▸ Action item A: In the passage about Ellinor's legacy, list each thing the writer says their mother wanted for them.
▸ Action item B: Continue the passage about Ellinor's legacy from where it stops.
(Passage provided Opens)
Don’t mistake me – my life has been good. Amazing. Full of the richness of love and purpose and care, full of wonderful, gentle moments, of fierce, bold ones. These things are not, however, mutually exclusive.
So here it is – 20 years, a day I remember, I can feel in me, at any time, the darkness, the heaviness, the final breaths, slowing to stopping, the relief, the guilt at the relief, the pain a slash into my soul that would heal, but not cleanly, nor without scars.
There are so many commas and semicolons in my life; so much to be continued. So many wonderful relationships that I get to dip back into over time, through periods of closeness and distance. It’s like re-discovering treasure, revisiting old friendships, finding new relationships in old friends. And then there are the new ones; when I think of “What would Ellinor do?”, so much of it is “take your friendships seriously – make new ones, ask questions, have friends of all ages, let fade the relationships that do not serve, and let your life be as enriched by relationships as it is by art and travel.” While Ellinor was 44 years older than I am, she adopted her first daughter when she was in her forties. The thought is staggering, intimidating, and inspiring, at once.
This is the beginning of part of a legacy. There may be other things, but this is, without a doubt, part of it. I have less vision for what my mother wanted for me – for me to be happy, able to take care of myself, less trusting, more financially secure. Ellinor knew more of who I am as an adult, had more to say about things that apply now. More time with Luke. Not making myself sick with work. Singing where I wanted. Traveling to learn – Fez sacred music festival. Kumano Kodo. Being more patient. Still being financially secure, self-sufficient.
(Passage provided Closes)
(Supplied records Opens)
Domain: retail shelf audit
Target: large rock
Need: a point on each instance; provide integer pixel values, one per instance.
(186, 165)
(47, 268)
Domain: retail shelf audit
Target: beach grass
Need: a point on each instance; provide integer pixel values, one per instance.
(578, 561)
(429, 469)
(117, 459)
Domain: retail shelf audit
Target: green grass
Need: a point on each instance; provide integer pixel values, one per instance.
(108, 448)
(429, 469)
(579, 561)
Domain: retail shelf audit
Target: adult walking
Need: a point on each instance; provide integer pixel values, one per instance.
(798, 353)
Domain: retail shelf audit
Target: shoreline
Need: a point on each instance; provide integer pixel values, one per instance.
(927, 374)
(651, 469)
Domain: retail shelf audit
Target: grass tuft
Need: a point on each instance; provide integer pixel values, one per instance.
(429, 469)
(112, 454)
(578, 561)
(Supplied records Closes)
(Supplied records Opens)
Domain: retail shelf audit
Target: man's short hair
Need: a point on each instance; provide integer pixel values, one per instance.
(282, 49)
(Supplied records Closes)
▸ Output A:
- to be happy
- to be able to take care of themself
- to be less trusting
- to be more financially secure

▸ Output B:
I am so, so flawed. But I am learning. I have been so fortunate to be so wrapped in love. Wild, fierce, imperfect love. This is the legacy left by these two women, whom I mourn exponentially today. In the end, what is left is not our judgment, our thoughts, our opinions, our hopes, our dreams. The mark we leave is on those left behind; they are the living reflection of how we have spent our days. No ego in those ripples, just the simple giving of who we are. Who we are, as we age, whittling down to our core – no energy to feign interest or kindness that’s not inherent. I am honored to be the living reflection of two women who left their mark on my heart, my actions, and my life. I will, and will continue to do, my best to live this life in the ways that honor them.